Passage donné:
Le trio nous avait offert en juin 2014 un de ces moments de beauté fragile, rare et précieux au Jardin Moderne lors de la troisième édition du festival Musiq’Alambik. Nous sommes donc totalement ravis de les revoir sur Rennes en formule quatuor (avec les camarades Thomas Bonvalet et Mocke). Ce sera de plus l’occasion parfaite d’écouter en live et dans le cadre intime du Terminus, les excellentes compositions de Deableries leur dernier disque sorti en juin 2015 chez Almost Musique.

La soirée sera complétée par une prestation du Rennais Rouge-Gorge. Derrières ses synthés, Robin Poligné explore des mélodies electro-pop entre émotion pure et humour sombre ayant bien plus à voir avec la frange möderne frenchy des eigthies et ses homologues d’outre-Rhin qu’on ne l’aurait naïvement cru au départ. Un drôle d’oiseau surfant sur la minimal wave frenchy, cultivant avec talent l’ambiguïté entre désinvolture, légèreté et résonance macabre.

Exercices écrits:
A: Indiquez si chaque affirmation concorde avec le passage sur le concert. Répondez par oui ou non et citez mot pour mot les termes décisifs : (i) le dernier disque du trio, Deableries, est sorti en juin 2015 chez Almost Musique ; (ii) le trio s'était produit au Jardin Moderne lors de la première édition du festival Musiq'Alambik ; (iii) Rouge-Gorge est un artiste rennais.
B: Poursuivez, s'il vous plaît, le passage sur le concert à partir de sa dernière phrase.
La liste ci-dessous n'a aucun rôle à jouer ici.

Données fournies:
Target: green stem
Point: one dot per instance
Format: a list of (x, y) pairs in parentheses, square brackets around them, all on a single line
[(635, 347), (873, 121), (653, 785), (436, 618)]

Corrigés:
A:
(i) Oui : « les excellentes compositions de Deableries leur dernier disque sorti en juin 2015 chez Almost Musique ».
(ii) Non : « au Jardin Moderne lors de la troisième édition du festival Musiq’Alambik ».
(iii) Oui : « La soirée sera complétée par une prestation du Rennais Rouge-Gorge ».

B:
Pour en savoir plus sur le monsieur , vous pouvez lire son interview réalisée par le camarade Politistution.

Ceux qui s’inquiéteraient de laisser trop de points de vie dès la première soirée de la semaine peuvent se rassurer. En effet, la coutume du lieu est à une ponctualité de fer et les concerts démarreront bien à 20 h pétantes pour s’achever immanquablement avant 22h.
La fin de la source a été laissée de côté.